═════ EXTRACT TO READ
I work in hazardous materials handling and safety (general as well as hazardous materials).

The majority of the waste isn't high-level, and can be relatively safely disposed of. The vast majority of the high-level waste at Sellafield comes from nuclear weapons manufacturing. But thanks to amazing cold-wat era record~~burning~~keeping, nobody really what is what. A sealed vessel could hold harmless coveralls, or toxic sludge, and nobody knows anything other than that it's built to literally without bombing, so it's insanely slow going.

The actual civilian spent reactor fuel is a tiny fraction of what is at Sellafield, and it's some of the easiest material to dispose of, since they're packaged solids. The real headaches are the contaminated machinery and the nuclear weapon sludge.

So yes, nuclear power is safe and clean. Nuclear weapons being made at the cold in secret labs? Not so much. But Sellafield is only a problem because the Brits kept notes. The US dug holes in the desert and poured their nuclear sludge into them, then promptly forgot all about the. The Soviet Union did god knows what with their waste. The French poured it into the ocean.
══════════
═════ STORED DATA
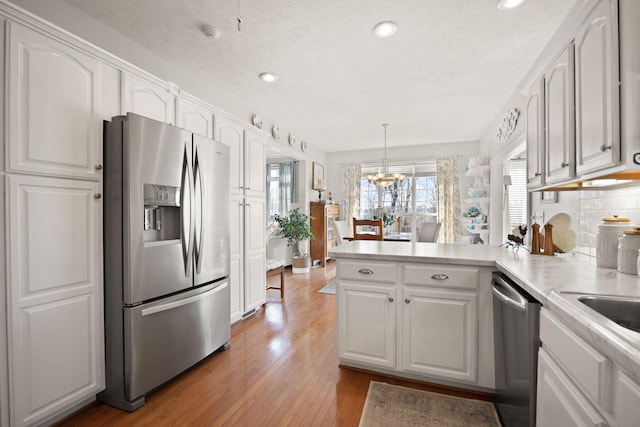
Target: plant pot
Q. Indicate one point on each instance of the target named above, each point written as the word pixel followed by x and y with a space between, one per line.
pixel 300 265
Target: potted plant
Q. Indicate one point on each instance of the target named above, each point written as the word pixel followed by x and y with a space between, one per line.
pixel 296 227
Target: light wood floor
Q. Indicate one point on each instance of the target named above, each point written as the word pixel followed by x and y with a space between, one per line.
pixel 281 370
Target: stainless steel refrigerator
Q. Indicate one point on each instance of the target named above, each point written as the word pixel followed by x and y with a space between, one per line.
pixel 166 234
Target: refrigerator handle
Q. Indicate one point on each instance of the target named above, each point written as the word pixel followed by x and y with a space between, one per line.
pixel 186 213
pixel 199 213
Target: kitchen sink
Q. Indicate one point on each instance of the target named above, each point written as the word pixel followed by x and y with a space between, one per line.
pixel 624 311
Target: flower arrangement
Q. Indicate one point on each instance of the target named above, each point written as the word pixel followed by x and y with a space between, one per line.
pixel 471 212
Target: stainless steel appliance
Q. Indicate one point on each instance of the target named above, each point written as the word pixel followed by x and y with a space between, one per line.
pixel 516 317
pixel 166 254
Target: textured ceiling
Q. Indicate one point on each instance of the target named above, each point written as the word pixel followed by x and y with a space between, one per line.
pixel 443 77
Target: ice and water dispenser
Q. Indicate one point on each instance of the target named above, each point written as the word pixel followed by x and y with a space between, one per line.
pixel 161 213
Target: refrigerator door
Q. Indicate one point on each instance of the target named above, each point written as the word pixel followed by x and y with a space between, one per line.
pixel 165 337
pixel 157 160
pixel 211 183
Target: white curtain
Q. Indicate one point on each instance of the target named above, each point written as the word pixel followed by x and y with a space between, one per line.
pixel 448 199
pixel 286 186
pixel 350 191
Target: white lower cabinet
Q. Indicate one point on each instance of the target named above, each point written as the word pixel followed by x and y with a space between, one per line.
pixel 578 385
pixel 55 324
pixel 439 333
pixel 559 403
pixel 414 319
pixel 367 313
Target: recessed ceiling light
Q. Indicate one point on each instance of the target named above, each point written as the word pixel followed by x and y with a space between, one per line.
pixel 385 29
pixel 211 31
pixel 268 77
pixel 509 4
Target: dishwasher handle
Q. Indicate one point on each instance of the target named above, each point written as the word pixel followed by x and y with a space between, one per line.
pixel 509 295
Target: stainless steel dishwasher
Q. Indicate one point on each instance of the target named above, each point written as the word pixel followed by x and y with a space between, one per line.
pixel 516 319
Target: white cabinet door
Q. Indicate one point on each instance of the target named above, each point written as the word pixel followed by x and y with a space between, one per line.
pixel 559 403
pixel 535 136
pixel 255 157
pixel 255 253
pixel 626 408
pixel 55 308
pixel 439 336
pixel 559 119
pixel 54 126
pixel 367 324
pixel 152 99
pixel 236 256
pixel 231 134
pixel 195 118
pixel 596 90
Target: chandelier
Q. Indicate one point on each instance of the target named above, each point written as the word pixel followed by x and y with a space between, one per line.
pixel 383 178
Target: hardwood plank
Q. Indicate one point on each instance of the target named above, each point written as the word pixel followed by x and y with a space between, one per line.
pixel 281 370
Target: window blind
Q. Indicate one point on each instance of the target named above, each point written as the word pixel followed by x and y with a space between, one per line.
pixel 517 169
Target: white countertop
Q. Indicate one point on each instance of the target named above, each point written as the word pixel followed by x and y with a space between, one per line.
pixel 544 277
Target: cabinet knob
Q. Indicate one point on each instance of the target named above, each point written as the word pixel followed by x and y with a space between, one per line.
pixel 604 148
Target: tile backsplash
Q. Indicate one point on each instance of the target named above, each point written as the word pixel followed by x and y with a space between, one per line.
pixel 597 204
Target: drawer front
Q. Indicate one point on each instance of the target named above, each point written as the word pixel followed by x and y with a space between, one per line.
pixel 441 276
pixel 591 371
pixel 370 272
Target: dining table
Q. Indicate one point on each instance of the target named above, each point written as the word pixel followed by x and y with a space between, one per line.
pixel 391 237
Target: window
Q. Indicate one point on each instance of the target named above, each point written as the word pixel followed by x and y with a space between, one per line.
pixel 414 200
pixel 517 210
pixel 281 188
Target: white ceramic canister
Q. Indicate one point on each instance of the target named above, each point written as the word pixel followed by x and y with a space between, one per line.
pixel 607 237
pixel 628 246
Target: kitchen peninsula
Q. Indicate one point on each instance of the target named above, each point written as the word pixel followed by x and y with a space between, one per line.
pixel 424 311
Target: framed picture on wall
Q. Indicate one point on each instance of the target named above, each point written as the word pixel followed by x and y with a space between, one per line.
pixel 548 197
pixel 317 180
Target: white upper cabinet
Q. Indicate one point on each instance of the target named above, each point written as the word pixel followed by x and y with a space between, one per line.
pixel 559 143
pixel 194 118
pixel 231 134
pixel 53 124
pixel 152 99
pixel 596 90
pixel 535 135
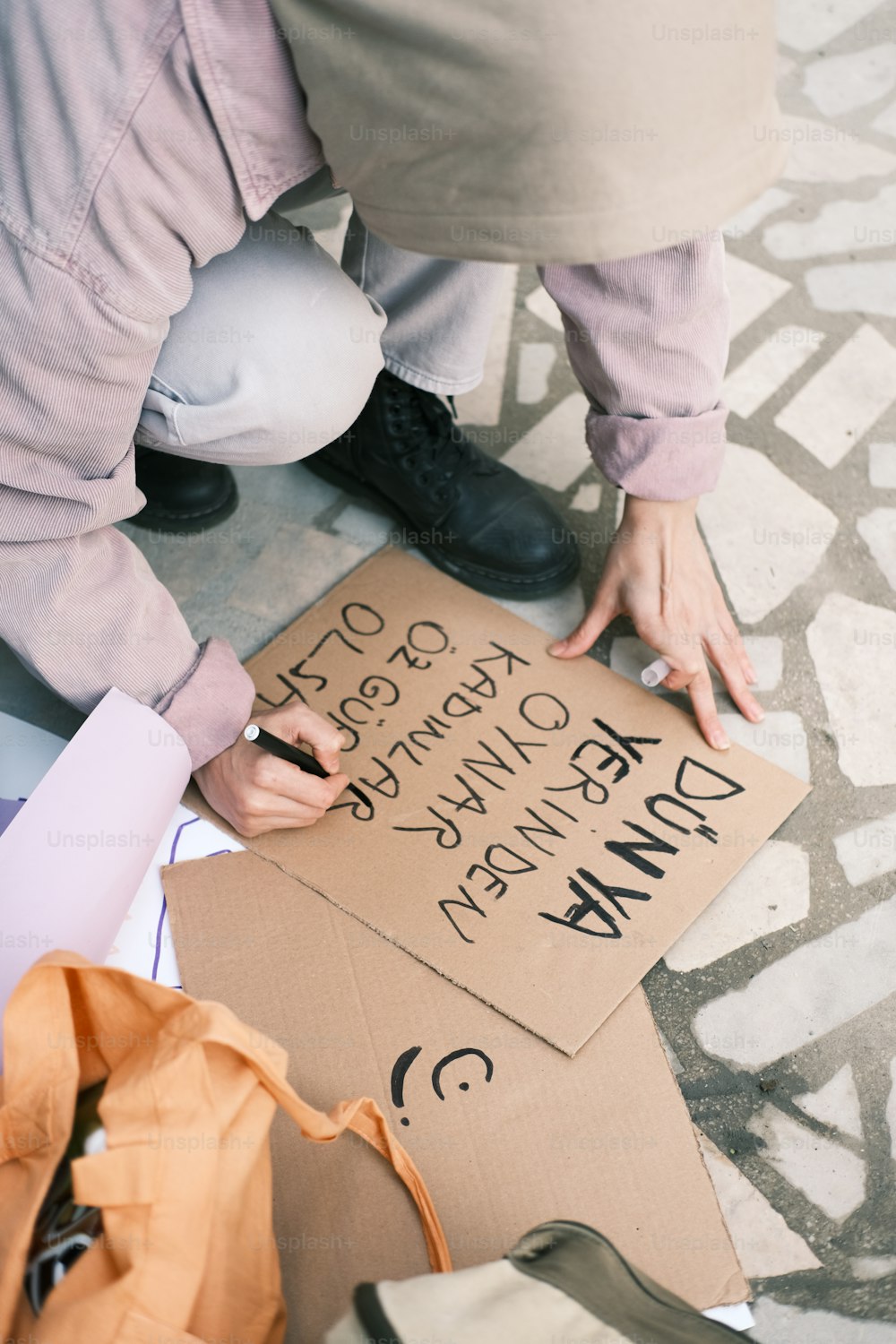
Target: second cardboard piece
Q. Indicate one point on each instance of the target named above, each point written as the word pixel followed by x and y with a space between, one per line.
pixel 538 831
pixel 505 1131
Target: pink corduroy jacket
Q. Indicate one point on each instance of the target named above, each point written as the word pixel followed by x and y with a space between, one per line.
pixel 134 140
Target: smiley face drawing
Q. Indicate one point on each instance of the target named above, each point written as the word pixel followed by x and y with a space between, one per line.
pixel 405 1061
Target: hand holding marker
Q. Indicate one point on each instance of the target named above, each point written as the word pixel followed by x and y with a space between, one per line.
pixel 287 752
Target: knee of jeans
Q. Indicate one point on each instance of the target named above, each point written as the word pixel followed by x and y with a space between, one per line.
pixel 330 390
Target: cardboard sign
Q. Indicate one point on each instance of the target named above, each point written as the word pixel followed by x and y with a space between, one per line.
pixel 540 832
pixel 505 1131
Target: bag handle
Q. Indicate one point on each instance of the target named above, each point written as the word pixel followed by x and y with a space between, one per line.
pixel 365 1118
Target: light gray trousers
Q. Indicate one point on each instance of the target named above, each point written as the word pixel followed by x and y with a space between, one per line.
pixel 277 349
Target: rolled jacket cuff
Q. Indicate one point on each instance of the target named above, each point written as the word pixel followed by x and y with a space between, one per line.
pixel 662 459
pixel 211 704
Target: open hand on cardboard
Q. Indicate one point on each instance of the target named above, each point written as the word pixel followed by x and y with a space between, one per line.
pixel 659 573
pixel 257 792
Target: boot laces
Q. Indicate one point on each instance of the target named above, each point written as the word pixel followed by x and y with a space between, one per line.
pixel 429 440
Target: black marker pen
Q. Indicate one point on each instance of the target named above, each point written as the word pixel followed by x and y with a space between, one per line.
pixel 287 752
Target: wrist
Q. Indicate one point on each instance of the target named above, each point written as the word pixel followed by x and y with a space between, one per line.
pixel 637 510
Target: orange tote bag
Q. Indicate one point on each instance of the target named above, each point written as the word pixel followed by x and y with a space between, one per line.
══════════
**QUESTIONS ON THE MATERIAL**
• A. Write out the part of the Sellafield text that starts with "The actual civilian" and goes on through "into the ocean.", keeping every word as it stands.
• B. Answer these questions using the Sellafield text:
(i) What field does the writer work in?
(ii) Where does most of the high-level waste at Sellafield come from?
(iii) What does the text say the French did with their waste?

**RESPONSES BY ITEM NUMBER**
• A.
The actual civilian spent reactor fuel is a tiny fraction of what is at Sellafield, and it's some of the easiest material to dispose of, since they're packaged solids. The real headaches are the contaminated machinery and the nuclear weapon sludge.

So yes, nuclear power is safe and clean. Nuclear weapons being made at the cold in secret labs? Not so much. But Sellafield is only a problem because the Brits kept notes. The US dug holes in the desert and poured their nuclear sludge into them, then promptly forgot all about the. The Soviet Union did god knows what with their waste. The French poured it into the ocean.

• B.
(i) Hazardous materials handling and safety
(ii) Nuclear weapons manufacturing
(iii) They poured it into the ocean.